(Point annotation records)
>> START

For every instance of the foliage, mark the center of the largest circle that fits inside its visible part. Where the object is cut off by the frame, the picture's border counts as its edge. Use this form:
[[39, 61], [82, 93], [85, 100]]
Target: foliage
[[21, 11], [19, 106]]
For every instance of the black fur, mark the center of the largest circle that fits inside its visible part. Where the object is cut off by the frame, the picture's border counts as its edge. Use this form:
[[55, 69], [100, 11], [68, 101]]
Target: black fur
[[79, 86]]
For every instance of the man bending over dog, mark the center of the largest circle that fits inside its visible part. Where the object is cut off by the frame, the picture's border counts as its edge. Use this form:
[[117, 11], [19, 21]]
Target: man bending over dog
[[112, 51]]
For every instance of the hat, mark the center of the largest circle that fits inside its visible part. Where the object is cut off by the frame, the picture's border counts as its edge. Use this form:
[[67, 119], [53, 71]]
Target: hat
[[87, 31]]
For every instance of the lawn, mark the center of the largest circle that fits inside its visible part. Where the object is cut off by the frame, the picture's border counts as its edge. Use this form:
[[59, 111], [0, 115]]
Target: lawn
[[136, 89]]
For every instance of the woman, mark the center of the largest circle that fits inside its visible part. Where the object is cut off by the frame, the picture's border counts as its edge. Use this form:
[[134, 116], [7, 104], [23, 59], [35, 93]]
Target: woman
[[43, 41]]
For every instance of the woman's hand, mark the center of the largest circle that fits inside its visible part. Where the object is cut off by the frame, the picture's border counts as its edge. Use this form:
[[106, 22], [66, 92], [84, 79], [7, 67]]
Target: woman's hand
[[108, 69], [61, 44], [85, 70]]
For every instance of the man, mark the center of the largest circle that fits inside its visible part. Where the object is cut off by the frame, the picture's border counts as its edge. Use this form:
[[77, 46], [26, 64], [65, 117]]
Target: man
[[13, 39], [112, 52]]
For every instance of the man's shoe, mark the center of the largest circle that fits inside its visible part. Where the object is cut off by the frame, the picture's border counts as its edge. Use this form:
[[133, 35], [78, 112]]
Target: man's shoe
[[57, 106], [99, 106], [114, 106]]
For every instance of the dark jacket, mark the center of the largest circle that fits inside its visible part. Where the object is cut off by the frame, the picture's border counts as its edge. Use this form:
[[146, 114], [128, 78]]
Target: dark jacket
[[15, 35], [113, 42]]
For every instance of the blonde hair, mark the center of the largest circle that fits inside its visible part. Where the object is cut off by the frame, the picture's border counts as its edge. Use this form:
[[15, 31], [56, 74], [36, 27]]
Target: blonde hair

>> END

SET EXERCISE:
Reproduce the listing verbatim from its first line through the line containing "[[136, 89]]", including that final line.

ANSWER TO THIS TASK:
For every instance of the foliage, mark the center of the largest circle that fits inside its visible part. Where the object is cut off by the frame, the picture's border counts as its edge. Use this form:
[[39, 61], [82, 93], [85, 100]]
Target: foliage
[[21, 11], [19, 106]]
For every instance of the black fur, mark the center of the largest circle that fits inside its visible part. Where the object is cut off by the frame, the picture's border counts as its edge. Use this form:
[[55, 69], [100, 11], [68, 101]]
Target: black fur
[[79, 86]]
For every instance of the man bending over dog, mark the center of the largest circle that fits inside its visible part. Where the object is cut off by the frame, the picture's border counts as its edge. Use this form:
[[117, 11], [19, 21]]
Target: man bending over dog
[[112, 51]]
For every instance of the hat, mark the center of the largest circle that fits inside its visible part. Where the object is cut off by the frame, the picture's border counts as its edge. Use this form:
[[67, 119], [53, 71]]
Target: hat
[[87, 31]]
For every instance of the lawn, mark the center of the largest circle that fits inside its visible part. Where the object is cut off by the frame, the picture's border counts as its edge. Use this form:
[[59, 111], [0, 115]]
Target: lawn
[[136, 89]]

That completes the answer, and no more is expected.